▶ [TASK] Emit an exact copy of the lines running from the start of the records to the line containing "116V90L432 123L443 188L461", both included.
*** MATERIAL PROVIDED Section Begins ***
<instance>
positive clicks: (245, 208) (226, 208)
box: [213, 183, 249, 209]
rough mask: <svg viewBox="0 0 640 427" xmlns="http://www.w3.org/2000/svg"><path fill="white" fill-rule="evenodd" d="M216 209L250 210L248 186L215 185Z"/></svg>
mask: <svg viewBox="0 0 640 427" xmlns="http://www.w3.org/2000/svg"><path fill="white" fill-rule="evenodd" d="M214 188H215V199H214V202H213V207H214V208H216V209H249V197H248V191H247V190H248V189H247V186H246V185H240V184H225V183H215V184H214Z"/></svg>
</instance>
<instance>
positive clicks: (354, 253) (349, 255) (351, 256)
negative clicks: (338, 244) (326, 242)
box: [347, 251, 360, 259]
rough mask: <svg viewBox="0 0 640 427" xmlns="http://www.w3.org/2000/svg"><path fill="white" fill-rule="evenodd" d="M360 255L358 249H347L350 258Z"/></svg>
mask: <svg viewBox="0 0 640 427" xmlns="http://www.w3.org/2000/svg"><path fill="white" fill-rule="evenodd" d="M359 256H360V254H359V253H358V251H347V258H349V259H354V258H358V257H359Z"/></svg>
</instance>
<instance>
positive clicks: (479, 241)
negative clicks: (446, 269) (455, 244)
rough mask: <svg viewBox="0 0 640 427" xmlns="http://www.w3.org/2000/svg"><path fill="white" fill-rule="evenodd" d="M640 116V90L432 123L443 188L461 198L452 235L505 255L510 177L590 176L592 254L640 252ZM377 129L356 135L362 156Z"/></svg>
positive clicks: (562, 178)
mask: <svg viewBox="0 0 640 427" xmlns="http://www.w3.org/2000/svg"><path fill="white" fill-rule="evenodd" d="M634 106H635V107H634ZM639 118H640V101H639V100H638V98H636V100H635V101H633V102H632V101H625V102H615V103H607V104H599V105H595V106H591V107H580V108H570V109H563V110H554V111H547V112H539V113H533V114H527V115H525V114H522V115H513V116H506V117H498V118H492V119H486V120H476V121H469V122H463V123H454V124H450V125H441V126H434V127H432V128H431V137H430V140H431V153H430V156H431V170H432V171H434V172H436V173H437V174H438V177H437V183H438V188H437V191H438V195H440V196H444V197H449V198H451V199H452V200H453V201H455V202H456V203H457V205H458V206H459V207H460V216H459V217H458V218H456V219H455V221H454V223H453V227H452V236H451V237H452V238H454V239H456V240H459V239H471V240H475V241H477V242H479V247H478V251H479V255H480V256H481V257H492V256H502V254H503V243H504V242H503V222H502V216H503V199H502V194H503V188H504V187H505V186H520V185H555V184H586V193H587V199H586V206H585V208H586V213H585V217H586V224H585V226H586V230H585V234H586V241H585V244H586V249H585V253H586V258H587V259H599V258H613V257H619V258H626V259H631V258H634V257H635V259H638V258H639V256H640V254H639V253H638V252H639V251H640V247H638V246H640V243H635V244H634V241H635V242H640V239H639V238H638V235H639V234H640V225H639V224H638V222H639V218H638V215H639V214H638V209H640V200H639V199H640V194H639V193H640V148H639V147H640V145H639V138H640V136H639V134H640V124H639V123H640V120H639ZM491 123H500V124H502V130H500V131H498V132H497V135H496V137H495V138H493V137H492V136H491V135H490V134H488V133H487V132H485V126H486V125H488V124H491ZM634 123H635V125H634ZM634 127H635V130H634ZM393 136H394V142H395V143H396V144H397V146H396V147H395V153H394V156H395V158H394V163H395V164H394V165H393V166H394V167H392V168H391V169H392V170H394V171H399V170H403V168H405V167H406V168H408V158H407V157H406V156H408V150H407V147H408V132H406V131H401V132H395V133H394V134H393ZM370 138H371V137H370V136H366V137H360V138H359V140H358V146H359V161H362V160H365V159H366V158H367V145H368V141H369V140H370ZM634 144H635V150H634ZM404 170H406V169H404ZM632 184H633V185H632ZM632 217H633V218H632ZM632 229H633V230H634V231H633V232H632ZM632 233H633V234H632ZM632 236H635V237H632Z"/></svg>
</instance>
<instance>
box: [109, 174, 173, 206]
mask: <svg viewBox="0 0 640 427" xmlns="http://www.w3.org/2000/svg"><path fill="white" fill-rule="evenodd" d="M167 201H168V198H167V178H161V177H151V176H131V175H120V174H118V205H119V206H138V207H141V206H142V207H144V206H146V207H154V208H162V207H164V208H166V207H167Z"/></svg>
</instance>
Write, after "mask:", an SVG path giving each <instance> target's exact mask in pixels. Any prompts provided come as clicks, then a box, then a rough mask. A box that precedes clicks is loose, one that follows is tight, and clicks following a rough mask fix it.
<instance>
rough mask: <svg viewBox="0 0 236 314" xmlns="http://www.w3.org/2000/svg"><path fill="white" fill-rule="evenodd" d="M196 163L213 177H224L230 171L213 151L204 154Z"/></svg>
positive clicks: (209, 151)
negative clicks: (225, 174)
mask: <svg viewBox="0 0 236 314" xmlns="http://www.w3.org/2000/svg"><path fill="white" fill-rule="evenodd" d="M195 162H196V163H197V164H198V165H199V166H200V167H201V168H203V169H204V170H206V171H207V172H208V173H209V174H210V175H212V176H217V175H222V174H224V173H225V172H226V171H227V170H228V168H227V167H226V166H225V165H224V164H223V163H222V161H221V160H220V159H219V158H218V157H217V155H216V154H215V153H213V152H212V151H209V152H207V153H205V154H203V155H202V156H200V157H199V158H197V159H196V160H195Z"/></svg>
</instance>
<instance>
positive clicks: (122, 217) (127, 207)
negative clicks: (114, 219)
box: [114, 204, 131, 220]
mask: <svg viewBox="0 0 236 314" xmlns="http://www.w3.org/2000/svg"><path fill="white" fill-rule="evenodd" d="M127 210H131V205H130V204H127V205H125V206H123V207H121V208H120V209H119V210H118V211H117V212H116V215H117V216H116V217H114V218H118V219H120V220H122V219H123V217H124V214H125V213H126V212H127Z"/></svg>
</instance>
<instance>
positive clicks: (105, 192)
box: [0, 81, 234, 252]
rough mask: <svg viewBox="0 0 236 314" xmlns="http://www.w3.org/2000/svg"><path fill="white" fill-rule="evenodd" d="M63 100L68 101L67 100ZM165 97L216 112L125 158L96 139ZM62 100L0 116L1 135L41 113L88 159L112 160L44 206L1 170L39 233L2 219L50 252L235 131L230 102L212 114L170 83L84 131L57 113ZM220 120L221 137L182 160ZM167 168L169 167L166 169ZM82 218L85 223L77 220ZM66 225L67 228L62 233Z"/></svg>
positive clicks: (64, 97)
*** MATERIAL PROVIDED Section Ends ***
▶ [EXPECTED OUTPUT]
<instance>
positive clicks: (245, 208) (226, 208)
box: [213, 183, 249, 209]
rough mask: <svg viewBox="0 0 640 427" xmlns="http://www.w3.org/2000/svg"><path fill="white" fill-rule="evenodd" d="M216 209L250 210L248 186L215 185Z"/></svg>
mask: <svg viewBox="0 0 640 427" xmlns="http://www.w3.org/2000/svg"><path fill="white" fill-rule="evenodd" d="M214 188H215V199H214V202H213V207H214V208H216V209H249V197H248V191H247V190H248V189H247V186H246V185H240V184H225V183H215V184H214Z"/></svg>
</instance>
<instance>
positive clicks: (354, 253) (349, 255) (351, 256)
negative clicks: (338, 244) (326, 242)
box: [347, 251, 360, 259]
rough mask: <svg viewBox="0 0 640 427" xmlns="http://www.w3.org/2000/svg"><path fill="white" fill-rule="evenodd" d="M360 255L358 249H347L350 258Z"/></svg>
mask: <svg viewBox="0 0 640 427" xmlns="http://www.w3.org/2000/svg"><path fill="white" fill-rule="evenodd" d="M359 256H360V254H359V253H358V251H347V258H349V259H354V258H358V257H359Z"/></svg>
</instance>
<instance>
positive clicks: (479, 241)
negative clicks: (446, 269) (455, 244)
rough mask: <svg viewBox="0 0 640 427" xmlns="http://www.w3.org/2000/svg"><path fill="white" fill-rule="evenodd" d="M640 116V90L432 123L443 188L461 198L452 235L505 255L510 177L590 176L592 254L640 252ZM377 129L356 135L362 156Z"/></svg>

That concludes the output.